-- start of MATERIAL PROVIDED --
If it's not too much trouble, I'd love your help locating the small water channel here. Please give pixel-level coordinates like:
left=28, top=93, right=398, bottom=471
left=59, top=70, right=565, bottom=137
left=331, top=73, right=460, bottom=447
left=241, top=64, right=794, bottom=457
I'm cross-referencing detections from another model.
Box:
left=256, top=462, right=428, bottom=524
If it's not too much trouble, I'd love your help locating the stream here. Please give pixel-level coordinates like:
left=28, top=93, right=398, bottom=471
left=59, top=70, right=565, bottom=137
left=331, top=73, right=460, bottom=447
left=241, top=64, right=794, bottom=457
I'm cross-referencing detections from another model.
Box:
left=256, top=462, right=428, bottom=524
-- end of MATERIAL PROVIDED --
Quote the lines of the listing above that run from the line with "locating the stream" through its last line, both included, and nothing else.

If it's not too much trouble, I'd love your help locating the stream here. Please give pixel-level coordinates like:
left=28, top=93, right=398, bottom=471
left=59, top=70, right=565, bottom=137
left=331, top=73, right=460, bottom=447
left=241, top=64, right=794, bottom=457
I'm cross-referencing detections from another model.
Box:
left=256, top=462, right=428, bottom=524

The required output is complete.